• [課題一覧]
A – 日本対中国戦の記事から、「2013年7月20日から7月」から「フェンスを展開してきました。」までを、両端も含めてそのまま書き写すこと。
B – 日本対中国戦の記事のうち「日本のシステムは4-4-2」で始まる段落を、主な事実を残して箇条書きにまとめること。

• [提供テキスト]
【なでしこジャパン】 日本VS中国・・・ベテランから若手への切り替えを促進すべき! 《東アジア杯》

2013年7月20日から7月28日まで韓国で東アジア杯が開催されています。予選を免除された韓国、日本、北朝鮮と予選を突破した中国の4カ国により行われる総当たり方式のリーグ戦を行います。ベテランと若手を融合した新生なでしこジャパンがどのような戦いを見せるのか?初戦の中国戦に注目が集まりました。

ゲーム序盤は中国のハイプレスに苦しめられる

日本のシステムは4-4-2。DFは左から宇津木、熊谷、岩清水、有吉。MFはボランチに阪口と宮間。攻撃的なサイドハーフは左に川澄、右に安藤。2トップは大野と大儀見という布陣。対する中国はフィジカルの強さとスピードのある選手を揃え、豊富な運動量で前線から強烈なプレスディフェンスを展開してきました。

• [提供情報]

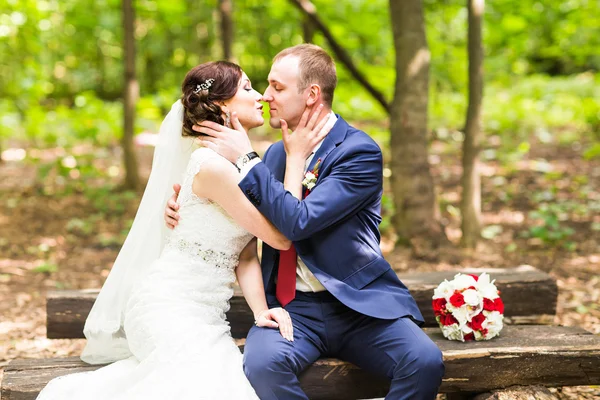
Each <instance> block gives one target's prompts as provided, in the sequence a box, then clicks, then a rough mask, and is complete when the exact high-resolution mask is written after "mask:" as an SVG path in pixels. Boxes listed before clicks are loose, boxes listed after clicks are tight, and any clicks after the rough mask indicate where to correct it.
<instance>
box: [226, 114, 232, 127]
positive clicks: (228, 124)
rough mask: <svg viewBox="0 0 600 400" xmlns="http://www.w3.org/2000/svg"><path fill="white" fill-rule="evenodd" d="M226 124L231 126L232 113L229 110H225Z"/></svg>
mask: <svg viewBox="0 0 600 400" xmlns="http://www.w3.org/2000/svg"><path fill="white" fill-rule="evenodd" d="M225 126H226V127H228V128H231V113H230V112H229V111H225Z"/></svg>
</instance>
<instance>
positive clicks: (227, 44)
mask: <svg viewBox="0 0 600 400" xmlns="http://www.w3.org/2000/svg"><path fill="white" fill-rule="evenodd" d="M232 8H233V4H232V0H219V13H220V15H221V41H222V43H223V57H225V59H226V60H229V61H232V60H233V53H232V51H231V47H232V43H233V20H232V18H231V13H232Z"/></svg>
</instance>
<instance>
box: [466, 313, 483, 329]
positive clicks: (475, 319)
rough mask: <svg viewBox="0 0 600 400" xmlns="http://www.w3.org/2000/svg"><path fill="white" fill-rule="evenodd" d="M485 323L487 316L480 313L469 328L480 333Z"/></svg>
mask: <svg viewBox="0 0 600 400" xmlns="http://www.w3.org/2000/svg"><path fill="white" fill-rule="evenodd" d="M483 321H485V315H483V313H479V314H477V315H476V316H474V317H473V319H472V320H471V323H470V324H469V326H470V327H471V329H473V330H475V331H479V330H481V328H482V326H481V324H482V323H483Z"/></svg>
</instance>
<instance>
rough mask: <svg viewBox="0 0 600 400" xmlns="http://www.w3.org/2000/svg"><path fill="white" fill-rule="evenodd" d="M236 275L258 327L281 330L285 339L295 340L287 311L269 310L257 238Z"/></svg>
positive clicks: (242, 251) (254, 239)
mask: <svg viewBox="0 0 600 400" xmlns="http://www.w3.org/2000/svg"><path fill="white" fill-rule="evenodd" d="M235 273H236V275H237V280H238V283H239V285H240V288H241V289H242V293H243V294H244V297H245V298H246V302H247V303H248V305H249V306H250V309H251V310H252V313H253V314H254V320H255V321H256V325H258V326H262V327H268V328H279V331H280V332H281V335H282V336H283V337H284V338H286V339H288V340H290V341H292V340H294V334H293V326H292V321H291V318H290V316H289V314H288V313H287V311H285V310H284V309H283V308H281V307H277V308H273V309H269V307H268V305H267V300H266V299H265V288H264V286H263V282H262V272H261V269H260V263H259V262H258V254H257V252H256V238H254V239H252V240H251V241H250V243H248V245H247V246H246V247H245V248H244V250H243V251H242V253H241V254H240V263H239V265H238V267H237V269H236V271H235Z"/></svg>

• [回答一覧]
A –
2013年7月20日から7月28日まで韓国で東アジア杯が開催されています。予選を免除された韓国、日本、北朝鮮と予選を突破した中国の4カ国により行われる総当たり方式のリーグ戦を行います。ベテランと若手を融合した新生なでしこジャパンがどのような戦いを見せるのか?初戦の中国戦に注目が集まりました。

ゲーム序盤は中国のハイプレスに苦しめられる

日本のシステムは4-4-2。DFは左から宇津木、熊谷、岩清水、有吉。MFはボランチに阪口と宮間。攻撃的なサイドハーフは左に川澄、右に安藤。2トップは大野と大儀見という布陣。対する中国はフィジカルの強さとスピードのある選手を揃え、豊富な運動量で前線から強烈なプレスディフェンスを展開してきました。

B –
- 日本のシステム：4-4-2
- DF：左から宇津木、熊谷、岩清水、有吉
- ボランチ：阪口、宮間
- サイドハーフ：左に川澄、右に安藤
- 2トップ：大野、大儀見
- 中国：フィジカルが強くスピードのある選手を揃え、豊富な運動量で前線から強烈なプレスディフェンスを展開した